Weakness in China helps cool global inflation
COVID outbreaks and the government’s zero-COVID policy have locked the world’s most populous nation into its own cycle of lockdowns. This has provided some temporary respite in the battle with sharply higher prices, but ultimately the global economy will suffer if China continues to flag. Fortunately, extreme lockdown measures appear to be easing. Even better, the Chinese government has signalled that future outbreaks will not be dealt with as harshly. Since Premier Li Keqiang told officials they must balance virus containment against the nation’s economic growth, Chinese equity markets have started climbing from their lows, and the Renminbi has gained against the US dollar. A sense that China will be stable once more now pervades markets.
Elsewhere, oil and gas supply worries remain a major concern. After the European Union (EU) announced an embargo on Russian oil, prices again flirted with the $124 per barrel level. But this is expected to be more of a restructuring of global energy flows than a dismantling, and so the sense of dislocation is no longer as strong. The 15 member countries that make up OPEC+ will meet on Thursday, and Russia’s production ‘quota’ is expected to be removed.

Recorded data
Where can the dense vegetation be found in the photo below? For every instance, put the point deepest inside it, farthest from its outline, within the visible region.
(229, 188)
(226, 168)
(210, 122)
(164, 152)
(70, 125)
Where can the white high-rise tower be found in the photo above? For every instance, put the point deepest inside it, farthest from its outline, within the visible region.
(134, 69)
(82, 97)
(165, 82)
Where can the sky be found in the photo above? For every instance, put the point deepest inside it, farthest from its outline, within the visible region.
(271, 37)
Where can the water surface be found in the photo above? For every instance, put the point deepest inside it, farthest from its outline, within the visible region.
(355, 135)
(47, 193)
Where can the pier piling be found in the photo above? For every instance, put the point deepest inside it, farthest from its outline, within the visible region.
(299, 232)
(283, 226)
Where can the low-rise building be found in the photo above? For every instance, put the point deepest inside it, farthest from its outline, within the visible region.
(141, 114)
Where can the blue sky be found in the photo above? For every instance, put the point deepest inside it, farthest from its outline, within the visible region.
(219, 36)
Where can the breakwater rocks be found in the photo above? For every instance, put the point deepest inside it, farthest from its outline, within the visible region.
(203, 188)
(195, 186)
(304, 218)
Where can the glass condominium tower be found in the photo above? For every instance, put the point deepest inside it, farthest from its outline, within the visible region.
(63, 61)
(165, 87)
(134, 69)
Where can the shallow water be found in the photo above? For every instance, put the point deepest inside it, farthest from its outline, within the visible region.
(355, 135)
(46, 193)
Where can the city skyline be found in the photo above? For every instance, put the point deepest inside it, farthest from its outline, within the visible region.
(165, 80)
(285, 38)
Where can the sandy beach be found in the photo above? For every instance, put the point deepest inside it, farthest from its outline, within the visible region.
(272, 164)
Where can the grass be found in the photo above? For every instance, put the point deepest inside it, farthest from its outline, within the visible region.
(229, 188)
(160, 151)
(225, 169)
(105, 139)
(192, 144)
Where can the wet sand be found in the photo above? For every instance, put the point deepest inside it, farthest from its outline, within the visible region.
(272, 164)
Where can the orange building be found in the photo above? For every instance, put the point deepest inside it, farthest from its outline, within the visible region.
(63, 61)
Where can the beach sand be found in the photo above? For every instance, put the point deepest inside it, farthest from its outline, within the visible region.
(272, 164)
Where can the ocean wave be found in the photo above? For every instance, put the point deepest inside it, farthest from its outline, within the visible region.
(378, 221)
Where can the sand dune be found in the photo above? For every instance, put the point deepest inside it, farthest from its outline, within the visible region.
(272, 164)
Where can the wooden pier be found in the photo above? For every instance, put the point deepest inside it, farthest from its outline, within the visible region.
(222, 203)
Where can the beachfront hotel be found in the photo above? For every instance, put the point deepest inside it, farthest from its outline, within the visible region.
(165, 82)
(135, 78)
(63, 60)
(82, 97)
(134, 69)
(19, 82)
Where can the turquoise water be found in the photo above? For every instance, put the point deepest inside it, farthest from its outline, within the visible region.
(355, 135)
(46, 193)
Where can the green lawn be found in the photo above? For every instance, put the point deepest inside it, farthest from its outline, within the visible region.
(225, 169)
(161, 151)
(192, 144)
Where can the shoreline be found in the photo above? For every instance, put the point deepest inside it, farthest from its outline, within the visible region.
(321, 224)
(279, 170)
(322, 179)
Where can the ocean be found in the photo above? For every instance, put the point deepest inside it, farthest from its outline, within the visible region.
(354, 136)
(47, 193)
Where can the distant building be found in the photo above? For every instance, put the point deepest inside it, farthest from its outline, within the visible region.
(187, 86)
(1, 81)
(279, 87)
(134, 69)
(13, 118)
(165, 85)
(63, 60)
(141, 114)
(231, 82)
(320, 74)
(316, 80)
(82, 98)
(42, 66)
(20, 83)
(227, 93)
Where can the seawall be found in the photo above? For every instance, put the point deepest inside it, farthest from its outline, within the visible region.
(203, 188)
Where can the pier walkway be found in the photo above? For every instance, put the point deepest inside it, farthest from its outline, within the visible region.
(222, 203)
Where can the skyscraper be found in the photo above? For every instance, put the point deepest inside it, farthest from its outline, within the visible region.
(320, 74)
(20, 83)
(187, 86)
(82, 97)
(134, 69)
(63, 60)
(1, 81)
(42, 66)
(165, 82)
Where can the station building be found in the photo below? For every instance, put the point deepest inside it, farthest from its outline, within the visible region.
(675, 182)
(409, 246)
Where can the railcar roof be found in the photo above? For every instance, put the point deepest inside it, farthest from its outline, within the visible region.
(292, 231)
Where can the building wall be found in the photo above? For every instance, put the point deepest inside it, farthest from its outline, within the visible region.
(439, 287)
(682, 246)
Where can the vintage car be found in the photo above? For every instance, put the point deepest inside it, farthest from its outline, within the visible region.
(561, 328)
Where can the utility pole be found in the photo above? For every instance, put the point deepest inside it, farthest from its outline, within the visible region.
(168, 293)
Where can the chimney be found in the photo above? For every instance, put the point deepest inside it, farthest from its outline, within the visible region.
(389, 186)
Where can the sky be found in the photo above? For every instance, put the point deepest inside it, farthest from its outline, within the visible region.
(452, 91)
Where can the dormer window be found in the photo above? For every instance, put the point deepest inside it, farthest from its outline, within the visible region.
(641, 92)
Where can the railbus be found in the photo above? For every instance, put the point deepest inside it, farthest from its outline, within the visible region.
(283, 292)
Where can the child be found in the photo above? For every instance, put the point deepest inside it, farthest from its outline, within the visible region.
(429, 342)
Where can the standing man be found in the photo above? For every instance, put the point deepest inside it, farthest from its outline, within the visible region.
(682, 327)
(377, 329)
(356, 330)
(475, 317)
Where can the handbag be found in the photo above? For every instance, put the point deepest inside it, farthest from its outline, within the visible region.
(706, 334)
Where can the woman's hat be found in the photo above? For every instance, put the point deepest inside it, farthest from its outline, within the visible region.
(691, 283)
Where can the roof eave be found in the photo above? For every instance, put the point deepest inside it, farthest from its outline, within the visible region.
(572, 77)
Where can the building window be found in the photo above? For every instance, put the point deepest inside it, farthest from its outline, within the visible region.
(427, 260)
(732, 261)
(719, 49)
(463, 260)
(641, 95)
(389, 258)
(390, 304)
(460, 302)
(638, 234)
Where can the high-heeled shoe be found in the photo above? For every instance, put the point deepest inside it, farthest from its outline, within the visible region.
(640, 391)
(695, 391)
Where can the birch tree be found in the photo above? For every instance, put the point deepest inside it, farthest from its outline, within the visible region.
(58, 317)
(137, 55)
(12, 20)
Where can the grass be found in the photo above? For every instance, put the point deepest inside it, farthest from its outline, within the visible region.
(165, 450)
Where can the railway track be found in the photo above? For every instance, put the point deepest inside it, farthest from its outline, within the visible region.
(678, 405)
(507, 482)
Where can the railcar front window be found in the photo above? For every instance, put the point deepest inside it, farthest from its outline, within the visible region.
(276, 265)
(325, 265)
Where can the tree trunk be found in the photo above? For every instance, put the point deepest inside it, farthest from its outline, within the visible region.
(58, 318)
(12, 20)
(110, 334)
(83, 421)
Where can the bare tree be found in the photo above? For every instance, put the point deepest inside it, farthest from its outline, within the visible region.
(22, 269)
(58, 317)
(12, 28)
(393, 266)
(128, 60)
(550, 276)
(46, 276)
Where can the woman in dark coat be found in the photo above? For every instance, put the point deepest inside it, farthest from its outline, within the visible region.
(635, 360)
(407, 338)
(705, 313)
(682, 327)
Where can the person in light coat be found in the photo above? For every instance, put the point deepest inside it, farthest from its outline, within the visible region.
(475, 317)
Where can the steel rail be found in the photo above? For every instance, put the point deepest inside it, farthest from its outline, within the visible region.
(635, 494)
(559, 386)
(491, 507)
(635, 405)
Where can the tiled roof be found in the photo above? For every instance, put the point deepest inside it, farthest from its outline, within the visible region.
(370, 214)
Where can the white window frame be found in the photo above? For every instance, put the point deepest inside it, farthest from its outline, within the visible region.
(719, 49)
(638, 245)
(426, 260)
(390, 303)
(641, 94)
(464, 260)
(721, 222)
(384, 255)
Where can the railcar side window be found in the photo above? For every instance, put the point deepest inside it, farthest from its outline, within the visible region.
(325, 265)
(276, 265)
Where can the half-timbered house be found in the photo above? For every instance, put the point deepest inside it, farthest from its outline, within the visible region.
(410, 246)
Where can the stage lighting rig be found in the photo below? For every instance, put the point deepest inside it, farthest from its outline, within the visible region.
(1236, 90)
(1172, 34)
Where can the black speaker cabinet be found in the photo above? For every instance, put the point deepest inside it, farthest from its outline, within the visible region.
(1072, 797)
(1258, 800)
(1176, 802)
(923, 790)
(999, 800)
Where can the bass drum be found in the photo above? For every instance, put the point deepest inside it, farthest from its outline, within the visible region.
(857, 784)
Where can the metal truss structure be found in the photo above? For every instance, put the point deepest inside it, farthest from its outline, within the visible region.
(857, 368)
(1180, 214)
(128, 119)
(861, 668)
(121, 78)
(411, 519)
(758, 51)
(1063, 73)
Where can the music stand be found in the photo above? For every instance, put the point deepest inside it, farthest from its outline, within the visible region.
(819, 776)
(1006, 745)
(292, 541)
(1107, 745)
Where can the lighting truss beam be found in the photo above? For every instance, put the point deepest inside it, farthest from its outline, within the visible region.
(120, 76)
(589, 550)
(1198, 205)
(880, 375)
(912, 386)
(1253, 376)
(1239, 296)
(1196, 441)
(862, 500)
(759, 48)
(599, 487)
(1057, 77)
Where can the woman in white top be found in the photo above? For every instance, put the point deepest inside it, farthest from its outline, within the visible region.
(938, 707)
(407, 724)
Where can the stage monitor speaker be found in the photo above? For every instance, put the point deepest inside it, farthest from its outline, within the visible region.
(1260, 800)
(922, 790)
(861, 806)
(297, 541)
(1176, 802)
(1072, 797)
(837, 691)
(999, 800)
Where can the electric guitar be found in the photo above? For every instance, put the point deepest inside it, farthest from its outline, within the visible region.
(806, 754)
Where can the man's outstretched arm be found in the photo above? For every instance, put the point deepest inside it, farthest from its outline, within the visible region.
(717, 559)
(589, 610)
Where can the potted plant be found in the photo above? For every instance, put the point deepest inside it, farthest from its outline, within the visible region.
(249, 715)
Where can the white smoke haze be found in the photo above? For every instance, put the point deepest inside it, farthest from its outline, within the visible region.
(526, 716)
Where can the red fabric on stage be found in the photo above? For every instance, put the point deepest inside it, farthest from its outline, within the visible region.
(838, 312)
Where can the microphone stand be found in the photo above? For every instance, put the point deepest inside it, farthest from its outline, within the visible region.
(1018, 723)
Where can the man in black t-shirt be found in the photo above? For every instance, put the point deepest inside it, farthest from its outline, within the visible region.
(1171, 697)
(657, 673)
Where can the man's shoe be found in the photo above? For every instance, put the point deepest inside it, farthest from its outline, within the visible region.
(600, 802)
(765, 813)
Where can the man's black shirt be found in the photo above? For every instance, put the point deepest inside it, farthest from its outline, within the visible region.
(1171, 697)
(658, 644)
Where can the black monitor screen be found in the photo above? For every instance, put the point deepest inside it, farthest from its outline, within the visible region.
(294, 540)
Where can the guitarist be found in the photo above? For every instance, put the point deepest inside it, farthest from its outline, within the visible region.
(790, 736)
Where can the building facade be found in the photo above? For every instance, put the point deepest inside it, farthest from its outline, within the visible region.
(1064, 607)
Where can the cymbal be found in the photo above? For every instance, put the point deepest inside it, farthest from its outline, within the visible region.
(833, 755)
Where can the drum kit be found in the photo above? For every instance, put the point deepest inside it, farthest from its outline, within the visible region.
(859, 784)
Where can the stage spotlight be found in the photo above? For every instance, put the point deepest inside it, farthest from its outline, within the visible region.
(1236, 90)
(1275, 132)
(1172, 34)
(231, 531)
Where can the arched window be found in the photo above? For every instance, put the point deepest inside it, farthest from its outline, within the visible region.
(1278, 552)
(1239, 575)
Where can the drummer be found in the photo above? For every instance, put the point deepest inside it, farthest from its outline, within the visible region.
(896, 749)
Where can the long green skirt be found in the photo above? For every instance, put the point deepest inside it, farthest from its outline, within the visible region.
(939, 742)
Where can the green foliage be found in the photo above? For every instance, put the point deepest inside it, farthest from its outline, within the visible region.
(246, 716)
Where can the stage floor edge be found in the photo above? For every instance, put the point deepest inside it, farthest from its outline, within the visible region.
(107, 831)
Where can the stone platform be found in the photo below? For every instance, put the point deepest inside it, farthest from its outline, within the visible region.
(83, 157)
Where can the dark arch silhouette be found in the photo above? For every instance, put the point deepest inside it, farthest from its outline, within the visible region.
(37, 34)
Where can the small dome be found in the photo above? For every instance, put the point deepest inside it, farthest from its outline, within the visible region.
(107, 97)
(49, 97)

**Apply what you read:**
[1] According to the commentary on China and inflation, what price level did oil approach after the EU announced its embargo on Russian oil?
[2] List every person and organization that the commentary on China and inflation mentions by name.
[3] Copy the commentary on China and inflation starting with "Weakness in China" and going on through "now pervades markets.".

**Results:**
[1] $124 per barrel

[2] Premier Li Keqiang, the European Union (EU), OPEC+

[3]
Weakness in China helps cool global inflation
COVID outbreaks and the government’s zero-COVID policy have locked the world’s most populous nation into its own cycle of lockdowns. This has provided some temporary respite in the battle with sharply higher prices, but ultimately the global economy will suffer if China continues to flag. Fortunately, extreme lockdown measures appear to be easing. Even better, the Chinese government has signalled that future outbreaks will not be dealt with as harshly. Since Premier Li Keqiang told officials they must balance virus containment against the nation’s economic growth, Chinese equity markets have started climbing from their lows, and the Renminbi has gained against the US dollar. A sense that China will be stable once more now pervades markets.